Task brief
Please repeat the data exactly, leaving nothing out.
—————
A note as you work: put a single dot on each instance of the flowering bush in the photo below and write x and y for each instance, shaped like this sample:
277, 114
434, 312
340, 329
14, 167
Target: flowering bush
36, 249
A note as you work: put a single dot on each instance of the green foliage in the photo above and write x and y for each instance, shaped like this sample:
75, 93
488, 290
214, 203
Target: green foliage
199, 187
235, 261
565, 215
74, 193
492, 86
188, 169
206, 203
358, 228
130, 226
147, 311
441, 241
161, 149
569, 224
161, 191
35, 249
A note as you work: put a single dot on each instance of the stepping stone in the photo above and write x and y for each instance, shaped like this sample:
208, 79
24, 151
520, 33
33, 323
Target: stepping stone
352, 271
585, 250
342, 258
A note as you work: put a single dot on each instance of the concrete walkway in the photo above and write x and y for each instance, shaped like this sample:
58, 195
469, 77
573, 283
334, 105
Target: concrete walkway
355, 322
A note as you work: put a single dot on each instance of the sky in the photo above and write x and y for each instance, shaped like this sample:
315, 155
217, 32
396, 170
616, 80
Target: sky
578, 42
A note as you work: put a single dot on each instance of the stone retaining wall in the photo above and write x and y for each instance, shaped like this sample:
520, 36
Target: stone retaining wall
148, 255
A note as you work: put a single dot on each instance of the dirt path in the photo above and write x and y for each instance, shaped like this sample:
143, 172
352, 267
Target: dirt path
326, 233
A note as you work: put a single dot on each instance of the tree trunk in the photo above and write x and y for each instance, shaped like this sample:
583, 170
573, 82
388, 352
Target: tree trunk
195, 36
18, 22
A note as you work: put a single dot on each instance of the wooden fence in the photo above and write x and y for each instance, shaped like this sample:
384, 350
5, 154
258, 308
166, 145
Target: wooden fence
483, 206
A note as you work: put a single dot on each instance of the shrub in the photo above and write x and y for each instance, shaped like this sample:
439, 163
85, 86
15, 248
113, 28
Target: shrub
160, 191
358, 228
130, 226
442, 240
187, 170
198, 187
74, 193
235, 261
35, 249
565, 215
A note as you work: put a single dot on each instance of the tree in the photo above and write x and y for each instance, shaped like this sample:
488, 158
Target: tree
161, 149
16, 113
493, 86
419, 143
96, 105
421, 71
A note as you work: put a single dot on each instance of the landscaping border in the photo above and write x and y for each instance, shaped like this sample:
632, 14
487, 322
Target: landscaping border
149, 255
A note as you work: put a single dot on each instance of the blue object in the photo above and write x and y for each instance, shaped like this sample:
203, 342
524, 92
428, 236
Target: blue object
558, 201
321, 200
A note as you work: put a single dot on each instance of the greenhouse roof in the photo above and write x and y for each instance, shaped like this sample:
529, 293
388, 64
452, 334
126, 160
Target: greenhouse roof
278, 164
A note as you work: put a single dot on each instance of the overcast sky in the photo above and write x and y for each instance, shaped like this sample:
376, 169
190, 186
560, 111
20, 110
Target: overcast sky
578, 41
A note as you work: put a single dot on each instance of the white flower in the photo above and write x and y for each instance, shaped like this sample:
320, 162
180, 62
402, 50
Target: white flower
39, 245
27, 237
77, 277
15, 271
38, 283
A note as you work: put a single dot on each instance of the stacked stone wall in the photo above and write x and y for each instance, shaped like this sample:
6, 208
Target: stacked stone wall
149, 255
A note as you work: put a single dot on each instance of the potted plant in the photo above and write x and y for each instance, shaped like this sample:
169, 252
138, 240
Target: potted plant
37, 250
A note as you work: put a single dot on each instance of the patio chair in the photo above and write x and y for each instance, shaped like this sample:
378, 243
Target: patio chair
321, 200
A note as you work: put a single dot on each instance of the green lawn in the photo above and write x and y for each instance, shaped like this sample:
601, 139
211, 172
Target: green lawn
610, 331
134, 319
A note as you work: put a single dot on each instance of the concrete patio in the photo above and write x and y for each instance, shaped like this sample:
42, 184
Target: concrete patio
—————
Response to this exercise
A note as you work: put a single dot on each instance of the flowering bush in the photo below and write x and y for each instance, shaped like this sample:
277, 114
434, 312
340, 329
14, 167
Target: flowering bush
36, 249
A note as you work: put a single dot on each instance of the green foliage in the photo above and write x and y for each instance, shaped like this sample:
75, 93
488, 290
214, 203
Target: green foliage
199, 187
235, 261
565, 215
74, 193
492, 86
188, 169
206, 203
358, 228
130, 226
147, 311
441, 241
161, 149
569, 224
161, 191
35, 249
A note as you work: put a single dot on each instance of the stepping stone in the photo above and write x and y for each instance, shaped like this sample:
208, 79
24, 151
520, 33
33, 323
Target: stepping stone
352, 271
585, 250
342, 258
A note as you work: put a single dot on each instance of the concrete walkway in the photo above and write x and y for each instance, shaped like this sample:
58, 195
469, 77
573, 283
334, 105
Target: concrete walkway
355, 322
A note as you work: put a single dot on each instance of the sky in the photo above and write x and y for each instance, shaped like this sample:
315, 155
217, 32
396, 170
616, 80
Target: sky
578, 42
A note as you work: put a single dot on each instance of the stone retaining wall in the photo above and write x and y for each instance, shaped like this sample:
520, 36
Target: stone retaining wall
148, 255
A note as you work: put a single dot on each instance of the dirt path in the photo above and write x and y for each instance, shaped like this sample:
143, 172
352, 267
Target: dirt path
326, 233
A note as you work: put a single dot on each instance of the tree trunk in the photo above and write x and y for each instance, shaped like this sample:
583, 170
573, 82
388, 352
Target: tree trunk
195, 36
18, 22
A note as you work: put a single dot on each instance of the wooden fence in the photo above and write x and y for each instance, shaped like this sample:
384, 350
5, 154
258, 308
166, 145
Target: wooden fence
483, 206
A note as you work: put a single dot on each instance of the shrub in the photo above and write x and y for each instance, shaped like this sample:
439, 163
85, 86
15, 248
113, 28
Target: shrub
160, 191
358, 228
130, 226
442, 240
187, 170
198, 187
74, 193
235, 261
35, 249
565, 215
A note as you work: put a single dot on each instance of the tree in the photo above and write x and y for each instance, shaped like this sample:
488, 158
Target: tree
161, 149
16, 113
493, 86
419, 143
96, 105
421, 71
A note as you work: put a single dot on each instance of the landscaping border in the photo above and write x and y for each instance, shaped like this sample:
632, 14
487, 322
Target: landscaping border
149, 255
A note as you work: put a single dot on each instance of the blue object in the photo above and write x and y for each instance, shaped like this sample:
203, 342
524, 92
428, 236
Target: blue object
558, 201
321, 200
A note as you work: put a single dot on each instance of the greenhouse roof in the photo above and write x and y for each instance, shaped like this sample:
529, 293
388, 64
452, 334
126, 160
Target: greenhouse roof
278, 164
A note as you work: put a single dot on each instance of the overcast sky in the photo above and write x and y for each instance, shaped like this sample:
376, 169
190, 186
560, 111
20, 110
Target: overcast sky
578, 41
A note as you work: put a single dot on each instance of the white flower in the photo above and write x and y for each instance, shaped like this sample:
320, 162
180, 62
402, 50
Target: white flower
39, 245
27, 237
77, 277
15, 271
38, 283
A note as you work: put a single dot on each instance of the stacked stone wall in the photo above and write x and y for each instance, shaped like this sample:
6, 208
Target: stacked stone wall
149, 255
A note as you work: put a single dot on each instance of the potted plant in the photo above and write x and y for each instance, shaped like this sample:
169, 252
138, 240
Target: potted plant
37, 250
A note as you work: put a single dot on each instance of the patio chair in the photo above and write x and y for each instance, shaped like this sample:
378, 243
Target: patio chair
321, 200
A note as you work: put a single dot on each instance of the green lawn in the photo above and write x and y for each instance, shaped like this sample:
601, 139
211, 172
Target: green lawn
610, 331
134, 319
A note as you work: put a single dot on each instance of the concrete patio in the photo above and write x and y for each instance, shaped like this sample:
42, 184
Target: concrete patio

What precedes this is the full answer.